Quote the data word for word, starting at the line that contains "Locate the cumulus" and continuing through the final line of the data, with both of those lines included.

╭─ Data for this task

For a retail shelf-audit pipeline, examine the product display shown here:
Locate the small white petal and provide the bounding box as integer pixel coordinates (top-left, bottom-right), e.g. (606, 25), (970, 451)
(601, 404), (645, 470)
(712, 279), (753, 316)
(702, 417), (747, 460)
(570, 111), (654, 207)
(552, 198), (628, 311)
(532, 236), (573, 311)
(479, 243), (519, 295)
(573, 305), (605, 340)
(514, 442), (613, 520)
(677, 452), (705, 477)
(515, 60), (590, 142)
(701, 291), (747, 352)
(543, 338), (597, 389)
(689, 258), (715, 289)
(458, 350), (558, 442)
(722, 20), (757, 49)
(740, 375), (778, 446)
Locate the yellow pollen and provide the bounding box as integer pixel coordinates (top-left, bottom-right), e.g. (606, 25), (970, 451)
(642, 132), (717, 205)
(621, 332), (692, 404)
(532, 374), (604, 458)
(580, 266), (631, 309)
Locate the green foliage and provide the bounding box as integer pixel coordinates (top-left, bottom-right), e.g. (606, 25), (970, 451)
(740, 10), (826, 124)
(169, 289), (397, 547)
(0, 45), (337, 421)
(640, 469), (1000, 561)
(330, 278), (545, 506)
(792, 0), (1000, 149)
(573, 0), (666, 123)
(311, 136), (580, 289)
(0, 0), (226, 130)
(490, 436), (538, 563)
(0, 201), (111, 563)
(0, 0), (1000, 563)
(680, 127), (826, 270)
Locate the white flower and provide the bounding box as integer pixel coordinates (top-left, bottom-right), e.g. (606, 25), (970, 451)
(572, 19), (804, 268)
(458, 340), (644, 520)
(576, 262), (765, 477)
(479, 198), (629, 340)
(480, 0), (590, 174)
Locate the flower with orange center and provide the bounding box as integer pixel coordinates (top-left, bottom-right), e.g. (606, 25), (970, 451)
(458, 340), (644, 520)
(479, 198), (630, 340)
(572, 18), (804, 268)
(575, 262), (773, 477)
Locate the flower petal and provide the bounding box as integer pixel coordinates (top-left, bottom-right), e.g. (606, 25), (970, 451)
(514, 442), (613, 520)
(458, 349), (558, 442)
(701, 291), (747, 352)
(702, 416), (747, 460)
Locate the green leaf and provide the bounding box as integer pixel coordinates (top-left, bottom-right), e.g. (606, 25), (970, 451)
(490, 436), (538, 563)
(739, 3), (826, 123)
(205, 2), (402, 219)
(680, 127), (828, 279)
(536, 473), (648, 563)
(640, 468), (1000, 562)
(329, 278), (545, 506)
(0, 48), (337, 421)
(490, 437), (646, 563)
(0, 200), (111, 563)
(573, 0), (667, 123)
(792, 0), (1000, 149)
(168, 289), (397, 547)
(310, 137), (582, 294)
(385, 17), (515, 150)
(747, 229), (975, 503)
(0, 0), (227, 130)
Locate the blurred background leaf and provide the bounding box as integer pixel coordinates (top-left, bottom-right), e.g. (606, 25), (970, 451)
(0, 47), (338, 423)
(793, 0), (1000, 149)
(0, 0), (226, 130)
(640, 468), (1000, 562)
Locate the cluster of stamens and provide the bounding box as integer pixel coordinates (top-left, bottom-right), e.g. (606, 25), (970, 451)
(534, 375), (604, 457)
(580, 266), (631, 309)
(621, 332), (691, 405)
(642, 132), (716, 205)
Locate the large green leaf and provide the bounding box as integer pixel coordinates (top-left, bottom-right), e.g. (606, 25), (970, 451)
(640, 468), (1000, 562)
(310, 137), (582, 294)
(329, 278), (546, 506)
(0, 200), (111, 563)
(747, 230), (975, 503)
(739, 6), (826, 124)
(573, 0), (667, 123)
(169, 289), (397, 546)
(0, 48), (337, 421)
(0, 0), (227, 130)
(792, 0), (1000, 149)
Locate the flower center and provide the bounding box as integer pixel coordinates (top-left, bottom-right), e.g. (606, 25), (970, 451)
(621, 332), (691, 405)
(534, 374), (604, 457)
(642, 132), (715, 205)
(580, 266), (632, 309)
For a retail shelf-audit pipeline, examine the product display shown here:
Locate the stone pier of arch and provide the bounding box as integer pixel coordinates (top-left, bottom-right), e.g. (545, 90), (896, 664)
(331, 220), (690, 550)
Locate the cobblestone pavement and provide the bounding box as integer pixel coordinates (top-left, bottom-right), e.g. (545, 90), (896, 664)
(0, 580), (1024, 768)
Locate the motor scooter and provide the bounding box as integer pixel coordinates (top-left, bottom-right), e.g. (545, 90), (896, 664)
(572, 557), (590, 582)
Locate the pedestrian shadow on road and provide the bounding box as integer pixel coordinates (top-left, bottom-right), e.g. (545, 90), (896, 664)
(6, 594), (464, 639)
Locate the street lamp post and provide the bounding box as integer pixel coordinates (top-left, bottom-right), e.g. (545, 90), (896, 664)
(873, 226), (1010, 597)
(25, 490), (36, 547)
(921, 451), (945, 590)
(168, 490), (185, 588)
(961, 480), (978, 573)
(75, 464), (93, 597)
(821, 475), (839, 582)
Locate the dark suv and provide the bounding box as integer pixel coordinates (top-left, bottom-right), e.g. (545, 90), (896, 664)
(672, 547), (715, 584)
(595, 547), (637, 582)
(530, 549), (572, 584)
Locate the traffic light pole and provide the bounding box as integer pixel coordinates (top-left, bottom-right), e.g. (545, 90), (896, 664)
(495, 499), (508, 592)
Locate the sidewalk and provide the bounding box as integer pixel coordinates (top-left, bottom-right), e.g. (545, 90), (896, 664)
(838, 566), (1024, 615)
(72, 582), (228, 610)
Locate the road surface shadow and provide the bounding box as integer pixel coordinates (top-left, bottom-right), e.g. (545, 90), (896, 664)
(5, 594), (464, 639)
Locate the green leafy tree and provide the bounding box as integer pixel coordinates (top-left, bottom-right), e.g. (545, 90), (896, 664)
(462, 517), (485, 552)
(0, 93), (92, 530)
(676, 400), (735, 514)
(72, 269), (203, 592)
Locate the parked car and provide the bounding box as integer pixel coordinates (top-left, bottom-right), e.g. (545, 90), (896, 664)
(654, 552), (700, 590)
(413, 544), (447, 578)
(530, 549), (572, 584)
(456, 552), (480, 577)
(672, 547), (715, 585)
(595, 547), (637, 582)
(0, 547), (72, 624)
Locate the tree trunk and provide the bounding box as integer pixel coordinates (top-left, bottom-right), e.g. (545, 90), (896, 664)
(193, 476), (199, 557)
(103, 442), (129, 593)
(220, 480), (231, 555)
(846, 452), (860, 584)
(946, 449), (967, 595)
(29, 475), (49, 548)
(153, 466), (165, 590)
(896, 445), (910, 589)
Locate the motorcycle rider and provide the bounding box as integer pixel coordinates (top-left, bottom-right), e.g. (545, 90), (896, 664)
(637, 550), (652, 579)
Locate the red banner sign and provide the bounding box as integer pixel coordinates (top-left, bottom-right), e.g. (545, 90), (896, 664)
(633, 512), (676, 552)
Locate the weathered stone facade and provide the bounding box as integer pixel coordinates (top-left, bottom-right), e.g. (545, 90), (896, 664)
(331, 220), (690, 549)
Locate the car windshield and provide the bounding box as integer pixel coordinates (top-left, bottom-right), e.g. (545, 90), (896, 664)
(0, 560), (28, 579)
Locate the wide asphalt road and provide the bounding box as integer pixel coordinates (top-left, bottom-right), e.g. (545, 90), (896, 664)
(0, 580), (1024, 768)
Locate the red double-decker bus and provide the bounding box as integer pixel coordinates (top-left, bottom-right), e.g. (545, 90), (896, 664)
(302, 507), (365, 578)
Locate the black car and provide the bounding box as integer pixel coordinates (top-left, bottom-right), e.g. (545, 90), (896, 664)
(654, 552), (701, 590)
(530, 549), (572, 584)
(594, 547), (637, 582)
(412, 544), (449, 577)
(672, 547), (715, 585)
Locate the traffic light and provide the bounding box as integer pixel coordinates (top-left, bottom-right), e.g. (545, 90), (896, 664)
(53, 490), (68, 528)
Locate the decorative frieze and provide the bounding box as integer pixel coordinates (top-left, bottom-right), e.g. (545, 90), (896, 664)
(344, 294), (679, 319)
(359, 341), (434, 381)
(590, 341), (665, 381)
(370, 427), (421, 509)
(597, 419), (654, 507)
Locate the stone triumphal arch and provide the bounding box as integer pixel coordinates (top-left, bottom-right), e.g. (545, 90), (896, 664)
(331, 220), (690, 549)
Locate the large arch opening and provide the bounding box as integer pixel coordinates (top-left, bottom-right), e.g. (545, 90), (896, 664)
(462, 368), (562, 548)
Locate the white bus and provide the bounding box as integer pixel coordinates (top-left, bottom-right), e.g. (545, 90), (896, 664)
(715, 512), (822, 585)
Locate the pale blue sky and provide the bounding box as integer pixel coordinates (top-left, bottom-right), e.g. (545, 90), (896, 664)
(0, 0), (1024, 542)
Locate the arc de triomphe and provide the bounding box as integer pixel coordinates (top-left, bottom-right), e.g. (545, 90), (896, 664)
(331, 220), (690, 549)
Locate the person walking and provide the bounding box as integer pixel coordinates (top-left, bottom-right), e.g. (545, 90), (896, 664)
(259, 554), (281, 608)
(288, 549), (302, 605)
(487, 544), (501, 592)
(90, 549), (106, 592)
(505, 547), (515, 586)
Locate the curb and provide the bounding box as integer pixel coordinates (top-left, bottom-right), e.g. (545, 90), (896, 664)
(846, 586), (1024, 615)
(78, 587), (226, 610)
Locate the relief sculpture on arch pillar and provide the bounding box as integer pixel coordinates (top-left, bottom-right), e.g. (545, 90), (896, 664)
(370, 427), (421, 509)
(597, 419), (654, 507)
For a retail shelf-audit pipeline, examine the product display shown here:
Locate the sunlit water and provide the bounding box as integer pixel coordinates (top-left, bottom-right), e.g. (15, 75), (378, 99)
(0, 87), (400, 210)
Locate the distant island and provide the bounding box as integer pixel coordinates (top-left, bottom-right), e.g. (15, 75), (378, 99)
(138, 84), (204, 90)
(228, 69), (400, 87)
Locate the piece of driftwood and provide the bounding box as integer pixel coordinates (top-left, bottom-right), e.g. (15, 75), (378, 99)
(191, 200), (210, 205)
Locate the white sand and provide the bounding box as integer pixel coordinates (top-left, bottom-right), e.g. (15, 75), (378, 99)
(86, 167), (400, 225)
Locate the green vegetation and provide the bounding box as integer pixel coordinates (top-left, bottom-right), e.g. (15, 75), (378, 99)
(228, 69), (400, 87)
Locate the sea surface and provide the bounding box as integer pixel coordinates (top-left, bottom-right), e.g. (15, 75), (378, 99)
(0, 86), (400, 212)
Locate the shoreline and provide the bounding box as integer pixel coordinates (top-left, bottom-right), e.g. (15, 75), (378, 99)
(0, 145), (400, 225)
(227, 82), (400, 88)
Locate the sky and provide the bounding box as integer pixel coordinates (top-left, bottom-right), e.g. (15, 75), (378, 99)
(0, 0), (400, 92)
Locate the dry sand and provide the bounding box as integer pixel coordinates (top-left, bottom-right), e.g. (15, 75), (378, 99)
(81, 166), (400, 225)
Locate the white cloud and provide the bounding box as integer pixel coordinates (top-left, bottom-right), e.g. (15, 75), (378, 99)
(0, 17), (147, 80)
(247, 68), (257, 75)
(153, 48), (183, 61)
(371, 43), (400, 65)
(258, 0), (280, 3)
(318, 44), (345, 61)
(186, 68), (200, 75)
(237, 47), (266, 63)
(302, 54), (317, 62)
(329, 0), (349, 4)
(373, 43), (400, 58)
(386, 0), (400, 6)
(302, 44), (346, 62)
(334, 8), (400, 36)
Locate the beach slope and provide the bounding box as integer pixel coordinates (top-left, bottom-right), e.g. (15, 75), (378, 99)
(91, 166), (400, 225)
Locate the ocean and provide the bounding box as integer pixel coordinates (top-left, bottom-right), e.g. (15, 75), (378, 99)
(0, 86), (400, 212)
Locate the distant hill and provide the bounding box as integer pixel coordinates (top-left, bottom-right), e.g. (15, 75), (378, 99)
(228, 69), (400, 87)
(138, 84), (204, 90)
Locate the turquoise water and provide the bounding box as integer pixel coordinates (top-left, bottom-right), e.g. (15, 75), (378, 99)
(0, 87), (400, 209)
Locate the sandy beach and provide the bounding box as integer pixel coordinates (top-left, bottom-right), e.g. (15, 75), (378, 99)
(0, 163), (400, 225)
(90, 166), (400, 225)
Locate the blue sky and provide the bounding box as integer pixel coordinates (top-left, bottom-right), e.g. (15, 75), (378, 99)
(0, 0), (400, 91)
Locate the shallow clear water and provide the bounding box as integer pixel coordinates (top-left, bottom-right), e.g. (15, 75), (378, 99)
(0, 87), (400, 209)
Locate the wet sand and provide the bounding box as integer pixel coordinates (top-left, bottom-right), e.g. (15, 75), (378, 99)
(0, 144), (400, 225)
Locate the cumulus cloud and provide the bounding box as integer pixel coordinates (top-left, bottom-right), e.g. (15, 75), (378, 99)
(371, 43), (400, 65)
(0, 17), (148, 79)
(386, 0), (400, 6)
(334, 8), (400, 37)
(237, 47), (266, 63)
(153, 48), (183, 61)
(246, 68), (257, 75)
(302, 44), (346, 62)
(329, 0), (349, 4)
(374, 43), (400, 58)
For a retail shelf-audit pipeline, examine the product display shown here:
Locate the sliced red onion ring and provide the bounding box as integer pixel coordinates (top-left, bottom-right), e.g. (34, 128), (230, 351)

╰─

> _Answer to the task_
Locate the cumulus cloud and provide the bounding box as integer pixel coordinates (top-left, bottom-right), e.g. (15, 75), (378, 99)
(371, 43), (400, 65)
(0, 17), (148, 79)
(386, 0), (400, 6)
(334, 8), (400, 37)
(237, 47), (266, 63)
(153, 48), (183, 61)
(246, 68), (257, 75)
(302, 44), (346, 62)
(329, 0), (349, 4)
(374, 43), (400, 58)
For a retail shelf-audit pipeline, examine the product display shown here:
Locate the sliced red onion ring and provide the bounding box as integer pixel coordinates (top-left, bottom-right), e.g. (34, 128), (230, 351)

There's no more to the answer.